Action item
The data must be returned exactly. No line may be left out.

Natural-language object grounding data
= = =

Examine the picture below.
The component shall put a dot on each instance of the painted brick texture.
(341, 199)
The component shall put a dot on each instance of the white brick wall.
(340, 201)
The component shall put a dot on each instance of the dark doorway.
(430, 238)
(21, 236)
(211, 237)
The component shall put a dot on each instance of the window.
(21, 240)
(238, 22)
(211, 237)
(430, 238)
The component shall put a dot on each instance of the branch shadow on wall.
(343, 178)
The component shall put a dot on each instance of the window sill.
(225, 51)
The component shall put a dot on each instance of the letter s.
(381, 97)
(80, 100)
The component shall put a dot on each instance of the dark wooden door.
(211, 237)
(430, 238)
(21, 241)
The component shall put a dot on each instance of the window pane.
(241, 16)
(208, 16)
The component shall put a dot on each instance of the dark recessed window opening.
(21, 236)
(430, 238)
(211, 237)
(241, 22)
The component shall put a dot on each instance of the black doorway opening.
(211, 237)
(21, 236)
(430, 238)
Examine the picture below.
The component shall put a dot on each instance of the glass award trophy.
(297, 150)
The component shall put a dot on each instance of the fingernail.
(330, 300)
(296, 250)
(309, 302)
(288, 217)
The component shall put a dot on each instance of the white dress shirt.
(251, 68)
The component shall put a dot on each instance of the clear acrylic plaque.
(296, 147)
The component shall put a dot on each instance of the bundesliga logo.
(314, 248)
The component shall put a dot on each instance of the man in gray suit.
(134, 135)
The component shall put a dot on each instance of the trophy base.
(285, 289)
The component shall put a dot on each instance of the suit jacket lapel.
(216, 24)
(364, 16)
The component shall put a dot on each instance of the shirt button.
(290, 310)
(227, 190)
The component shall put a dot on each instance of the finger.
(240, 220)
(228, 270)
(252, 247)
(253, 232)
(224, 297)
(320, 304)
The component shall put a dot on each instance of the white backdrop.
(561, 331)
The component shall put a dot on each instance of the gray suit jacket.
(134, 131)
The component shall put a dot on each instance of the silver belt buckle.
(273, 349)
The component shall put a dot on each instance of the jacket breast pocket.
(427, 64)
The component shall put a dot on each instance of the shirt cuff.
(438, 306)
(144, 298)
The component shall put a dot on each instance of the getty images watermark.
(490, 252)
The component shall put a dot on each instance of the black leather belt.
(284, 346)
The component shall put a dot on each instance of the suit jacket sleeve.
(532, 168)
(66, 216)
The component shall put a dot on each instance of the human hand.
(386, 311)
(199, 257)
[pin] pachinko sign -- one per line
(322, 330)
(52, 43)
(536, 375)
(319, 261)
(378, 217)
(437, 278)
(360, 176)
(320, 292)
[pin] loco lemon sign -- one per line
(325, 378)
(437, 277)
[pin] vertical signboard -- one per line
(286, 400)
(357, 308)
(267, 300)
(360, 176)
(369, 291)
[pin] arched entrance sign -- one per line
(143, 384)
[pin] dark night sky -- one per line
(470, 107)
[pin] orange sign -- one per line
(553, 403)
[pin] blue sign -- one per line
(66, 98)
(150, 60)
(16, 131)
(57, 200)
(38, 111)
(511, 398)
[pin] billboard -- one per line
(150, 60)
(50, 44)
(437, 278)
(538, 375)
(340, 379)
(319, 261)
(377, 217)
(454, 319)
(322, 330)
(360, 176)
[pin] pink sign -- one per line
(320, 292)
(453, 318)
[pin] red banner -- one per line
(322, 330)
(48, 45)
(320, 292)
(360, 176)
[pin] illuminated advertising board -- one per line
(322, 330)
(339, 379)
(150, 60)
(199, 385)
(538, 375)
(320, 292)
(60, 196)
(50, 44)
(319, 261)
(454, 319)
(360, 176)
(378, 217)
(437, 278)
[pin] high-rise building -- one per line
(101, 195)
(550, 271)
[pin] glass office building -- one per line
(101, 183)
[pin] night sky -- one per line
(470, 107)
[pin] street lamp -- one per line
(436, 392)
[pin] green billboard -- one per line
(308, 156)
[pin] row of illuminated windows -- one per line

= = =

Solution for this problem
Examine the picture below.
The component shall put a dot on each instance of the painted brick texture.
(341, 199)
The component shall put a dot on each instance of the white brick wall.
(340, 201)
The component shall put a dot on each instance of the dark doorway.
(430, 238)
(21, 236)
(211, 237)
The component shall put a dot on each instance of the window.
(21, 240)
(238, 22)
(211, 237)
(430, 238)
The component shall put a dot on each instance of the branch shadow on wall.
(343, 178)
The component shall put a dot on each instance of the window sill.
(225, 51)
The component shall put a dot on each instance of the letter s.
(381, 97)
(80, 100)
The component shall put a dot on each instance of the dark wooden door.
(211, 237)
(430, 238)
(21, 241)
The component shall put a dot on each instance of the window pane.
(241, 16)
(208, 16)
The component shall put a dot on each instance of the dark recessed window opening.
(21, 236)
(430, 238)
(211, 237)
(241, 22)
The component shall put a dot on each instance of the black doorway opening.
(211, 237)
(21, 236)
(430, 238)
Examine the picture below.
The component shall put a dot on each instance of the glass award trophy.
(297, 150)
The component shall put a dot on each instance of the fingernail.
(330, 300)
(296, 250)
(309, 302)
(288, 217)
The component shall put a dot on each instance of the white dress shirt.
(251, 68)
The component shall put a dot on each instance of the clear acrylic plaque.
(296, 147)
The component shall put a dot on each instance of the bundesliga logo.
(314, 248)
The component shall put a dot on each instance of the man in gray suit.
(134, 135)
The component shall put a dot on each instance of the trophy base.
(285, 289)
The component shall put a dot on each instance of the suit jacket lapel.
(216, 24)
(364, 16)
The component shall put a dot on each instance of the shirt button.
(290, 310)
(227, 190)
The component shall put a dot on each instance of the finger.
(240, 220)
(228, 270)
(252, 247)
(253, 232)
(224, 297)
(320, 304)
The component shall put a dot on each instance of the white backdrop.
(561, 331)
The component shall put a dot on each instance of the gray suit jacket.
(134, 131)
The component shall put a dot on each instance of the silver belt buckle.
(273, 349)
The component shall put a dot on each instance of the jacket breast pocket.
(427, 64)
The component shall put a dot on each instance of the shirt cuff.
(438, 306)
(144, 298)
The component shall put a dot on each instance of the getty images watermark.
(490, 252)
The component shall put a dot on each instance of the black leather belt.
(284, 346)
The component shall put a dot on each instance of the suit jacket sleeve.
(532, 168)
(66, 216)
The component shall put a dot on each instance of the human hand.
(386, 311)
(199, 257)
[pin] pachinko sign -- one per line
(322, 330)
(52, 43)
(536, 375)
(319, 261)
(378, 217)
(437, 278)
(360, 176)
(320, 292)
[pin] loco lemon sign -- one per line
(325, 378)
(437, 277)
[pin] vertical signboard -- one per line
(286, 400)
(357, 308)
(267, 300)
(360, 176)
(369, 291)
[pin] arched entrance sign -- one per line
(143, 384)
[pin] dark night sky -- one per line
(470, 107)
[pin] orange sign -- one per line
(553, 403)
[pin] blue sign -- one per line
(66, 98)
(150, 60)
(16, 131)
(57, 200)
(38, 111)
(511, 398)
[pin] billboard -- one per line
(150, 60)
(50, 44)
(437, 278)
(538, 375)
(340, 379)
(319, 261)
(377, 217)
(454, 319)
(322, 330)
(360, 176)
[pin] pink sign -- one per line
(320, 292)
(453, 318)
[pin] red banner -- one per line
(322, 330)
(48, 45)
(320, 292)
(360, 176)
[pin] illuminated advertising board -- one per line
(322, 330)
(339, 379)
(150, 60)
(199, 385)
(538, 375)
(320, 292)
(60, 196)
(50, 44)
(319, 261)
(454, 319)
(360, 176)
(378, 217)
(437, 278)
[pin] high-rise building -- one per line
(101, 195)
(550, 271)
[pin] glass office building -- one per line
(101, 183)
[pin] night sky -- one per line
(470, 107)
[pin] street lamp -- one per line
(436, 392)
[pin] green billboard -- one per line
(308, 156)
[pin] row of illuminated windows -- one per line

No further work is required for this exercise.